_PAGE EXCERPT_
The Curious case of Stateful Architecture!

Logic Keepers

Introduction

As an Architect, when we start working on a new application or solution architecture; we study the requirements and see if the solution requires maintaining a specific set of states to support a business use case that requires maintaining a workflow or a state-machine (Event-Driven).

Now, this is the tricky part; many would consider the application is stateful only, if you need to maintain the state in memory, but if you maintain the state in the Database, then it’s stateless.

However, in reality, if you have a state to manage, then whether the state is in the Database or it’s in the memory, it’s Stateful.

The Case for Stateful Architecture

Working with many applications in production, most often, at one point, you would realize that, maintaining the state in the database, has performance and scalability limitations.

For the sake of simplicity, we will talk about performance and scalability as the supported number of transaction or requests/responses per time, for example supporting 10,000 transactions/second.

There’s a magic number of TPS that is associated with a certain performance, scalability and Return-on-Investment (RoI) requirements -especially in the Cloud-. That magic TPS number; your application will not be able to meet by loading the state from the database for every arriving request.

_RECORDED INFORMATION_
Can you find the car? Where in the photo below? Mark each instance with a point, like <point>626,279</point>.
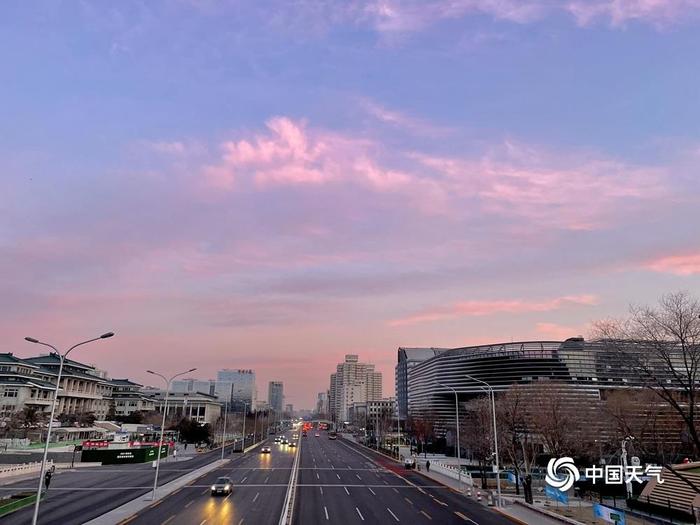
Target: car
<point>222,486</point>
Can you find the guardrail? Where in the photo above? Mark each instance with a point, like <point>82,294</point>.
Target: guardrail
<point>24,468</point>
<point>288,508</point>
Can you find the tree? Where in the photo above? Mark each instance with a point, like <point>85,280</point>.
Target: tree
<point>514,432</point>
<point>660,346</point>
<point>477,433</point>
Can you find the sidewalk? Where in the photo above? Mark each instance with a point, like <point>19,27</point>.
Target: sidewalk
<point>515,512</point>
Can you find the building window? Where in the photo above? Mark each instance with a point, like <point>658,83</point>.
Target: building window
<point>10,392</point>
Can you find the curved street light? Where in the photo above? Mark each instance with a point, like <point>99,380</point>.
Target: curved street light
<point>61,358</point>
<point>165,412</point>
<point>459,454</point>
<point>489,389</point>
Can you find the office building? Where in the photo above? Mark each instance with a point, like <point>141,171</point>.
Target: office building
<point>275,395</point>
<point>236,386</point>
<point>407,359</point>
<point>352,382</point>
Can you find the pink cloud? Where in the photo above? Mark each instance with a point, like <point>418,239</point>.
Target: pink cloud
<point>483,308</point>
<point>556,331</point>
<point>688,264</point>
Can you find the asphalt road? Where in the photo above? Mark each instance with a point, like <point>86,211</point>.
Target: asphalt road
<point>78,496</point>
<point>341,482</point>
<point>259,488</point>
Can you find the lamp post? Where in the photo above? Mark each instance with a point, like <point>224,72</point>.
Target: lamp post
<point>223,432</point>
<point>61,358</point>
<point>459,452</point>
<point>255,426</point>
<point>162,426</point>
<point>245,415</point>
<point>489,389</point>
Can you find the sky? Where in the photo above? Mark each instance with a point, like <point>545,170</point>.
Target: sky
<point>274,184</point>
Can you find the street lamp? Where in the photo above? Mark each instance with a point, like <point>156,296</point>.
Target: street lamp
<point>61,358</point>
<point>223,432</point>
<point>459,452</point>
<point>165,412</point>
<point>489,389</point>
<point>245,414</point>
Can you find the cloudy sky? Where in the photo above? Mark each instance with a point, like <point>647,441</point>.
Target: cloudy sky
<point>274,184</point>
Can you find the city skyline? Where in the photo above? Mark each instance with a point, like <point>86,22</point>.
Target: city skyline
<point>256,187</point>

==

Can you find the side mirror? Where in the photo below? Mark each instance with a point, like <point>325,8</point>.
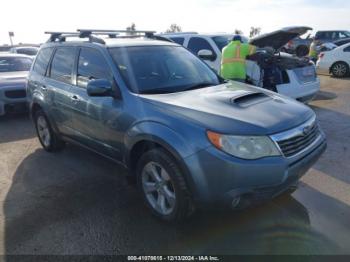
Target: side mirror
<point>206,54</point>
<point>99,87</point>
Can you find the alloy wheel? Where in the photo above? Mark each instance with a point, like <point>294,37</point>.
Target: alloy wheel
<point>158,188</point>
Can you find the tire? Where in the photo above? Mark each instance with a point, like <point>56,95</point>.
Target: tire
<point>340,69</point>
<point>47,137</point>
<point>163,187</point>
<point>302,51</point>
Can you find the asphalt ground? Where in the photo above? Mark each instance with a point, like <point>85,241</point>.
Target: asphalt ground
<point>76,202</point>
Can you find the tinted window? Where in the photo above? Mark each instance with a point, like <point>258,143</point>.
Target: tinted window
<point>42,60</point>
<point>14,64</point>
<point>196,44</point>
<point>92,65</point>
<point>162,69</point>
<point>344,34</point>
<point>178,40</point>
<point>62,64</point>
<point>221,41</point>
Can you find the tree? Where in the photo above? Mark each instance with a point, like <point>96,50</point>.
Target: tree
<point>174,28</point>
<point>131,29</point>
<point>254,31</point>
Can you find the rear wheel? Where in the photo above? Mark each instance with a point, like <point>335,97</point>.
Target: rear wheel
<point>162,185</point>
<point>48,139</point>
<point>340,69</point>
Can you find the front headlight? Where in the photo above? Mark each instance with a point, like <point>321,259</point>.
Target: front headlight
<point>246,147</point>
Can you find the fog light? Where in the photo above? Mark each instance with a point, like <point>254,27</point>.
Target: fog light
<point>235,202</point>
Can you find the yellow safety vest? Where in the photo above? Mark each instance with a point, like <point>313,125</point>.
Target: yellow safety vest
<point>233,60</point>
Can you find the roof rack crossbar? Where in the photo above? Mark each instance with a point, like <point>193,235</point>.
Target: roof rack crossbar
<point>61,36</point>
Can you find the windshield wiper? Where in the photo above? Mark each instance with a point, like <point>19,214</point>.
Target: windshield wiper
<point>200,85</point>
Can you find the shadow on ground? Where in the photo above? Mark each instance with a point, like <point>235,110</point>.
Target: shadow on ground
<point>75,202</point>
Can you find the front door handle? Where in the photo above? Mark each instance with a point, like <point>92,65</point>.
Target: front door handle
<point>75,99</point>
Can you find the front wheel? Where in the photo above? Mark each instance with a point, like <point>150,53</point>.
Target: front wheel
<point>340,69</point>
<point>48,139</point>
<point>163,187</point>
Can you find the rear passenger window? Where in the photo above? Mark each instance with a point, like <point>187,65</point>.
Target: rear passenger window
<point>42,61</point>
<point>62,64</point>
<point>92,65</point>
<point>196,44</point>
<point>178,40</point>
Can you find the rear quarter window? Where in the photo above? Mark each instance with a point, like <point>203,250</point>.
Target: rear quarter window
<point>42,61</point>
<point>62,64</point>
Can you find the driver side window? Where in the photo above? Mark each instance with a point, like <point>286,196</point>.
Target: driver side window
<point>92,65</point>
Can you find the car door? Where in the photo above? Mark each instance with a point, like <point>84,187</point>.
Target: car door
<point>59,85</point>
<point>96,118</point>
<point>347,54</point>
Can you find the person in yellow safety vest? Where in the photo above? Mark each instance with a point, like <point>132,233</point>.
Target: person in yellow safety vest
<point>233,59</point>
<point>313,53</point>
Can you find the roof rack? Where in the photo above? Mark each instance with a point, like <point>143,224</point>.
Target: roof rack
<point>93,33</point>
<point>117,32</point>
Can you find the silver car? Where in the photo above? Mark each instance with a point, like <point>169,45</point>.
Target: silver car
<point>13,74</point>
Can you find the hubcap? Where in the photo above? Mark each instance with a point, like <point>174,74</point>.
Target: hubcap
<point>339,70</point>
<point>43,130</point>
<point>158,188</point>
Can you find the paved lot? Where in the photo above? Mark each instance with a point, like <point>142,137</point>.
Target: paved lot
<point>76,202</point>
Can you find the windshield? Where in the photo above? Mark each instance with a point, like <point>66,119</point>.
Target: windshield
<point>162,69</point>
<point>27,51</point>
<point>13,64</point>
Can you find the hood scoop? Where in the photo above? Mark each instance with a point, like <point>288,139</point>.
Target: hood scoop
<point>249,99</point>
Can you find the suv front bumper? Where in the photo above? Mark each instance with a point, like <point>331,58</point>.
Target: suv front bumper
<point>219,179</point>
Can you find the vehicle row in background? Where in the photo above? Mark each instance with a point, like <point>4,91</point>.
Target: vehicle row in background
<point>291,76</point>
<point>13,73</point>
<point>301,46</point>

_WHAT YOU WILL DO_
a – In the stateful architecture article, write out the passage from "Now, this is" to "supporting 10,000 transactions/second." word for word.
b – What example throughput figure does the stateful architecture article give when it talks about performance and scalability?
c – Carry the stateful architecture article forward from the point where it stops.

_RESPONSE LIST_
a –
Now, this is the tricky part; many would consider the application is stateful only, if you need to maintain the state in memory, but if you maintain the state in the Database, then it’s stateless.

However, in reality, if you have a state to manage, then whether the state is in the Database or it’s in the memory, it’s Stateful.

The Case for Stateful Architecture

Working with many applications in production, most often, at one point, you would realize that, maintaining the state in the database, has performance and scalability limitations.

For the sake of simplicity, we will talk about performance and scalability as the supported number of transaction or requests/responses per time, for example supporting 10,000 transactions/second.

b – Supporting 10,000 transactions per second.

c –
As a simple example, an eCommerce order that starts with building a simple shopping cart, would have many states , steps and a lot of data. Loading the order from the database for every request is going to be a significant burden on the system.

Databases are bottlenecks and a cost burden, it’s still a limitation we usually miss that is similar to the 100% network reliability. In the last decade, we made significant progress in the IT world, however, we are still operating within those limitations.

Stateful in the New World

The need for cost reduction, responsiveness and elasticity is exponentially amplified in the modern world.

Web is not the only channel anymore, Modern Application Architecture is utilizing Hexagonal Architecture, APIs and Reactive Architecture to cope with the new pace of business requirements.

The performance and the scalability (TPS) magic number that we referenced earlier, where you would need to switch from a simple architecture to stateful architecture is something you would hit fairly quickly in this world.

If you have 10 backend APIs that are hit by 1000 Apps concurrently; you would be required to support 10,000 TPS fairly earlier than what we used to -within the life-cycle of the application-.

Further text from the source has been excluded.